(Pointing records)
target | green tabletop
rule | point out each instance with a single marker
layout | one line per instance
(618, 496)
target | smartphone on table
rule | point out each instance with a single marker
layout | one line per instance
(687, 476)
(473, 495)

WHAT IS EXPECTED:
Give again only the lines starting at the one that contains "target | smartphone on table" and running to the end of the data.

FULL ANSWER:
target | smartphone on table
rule | point out each instance with a single marker
layout | one line per instance
(687, 476)
(473, 495)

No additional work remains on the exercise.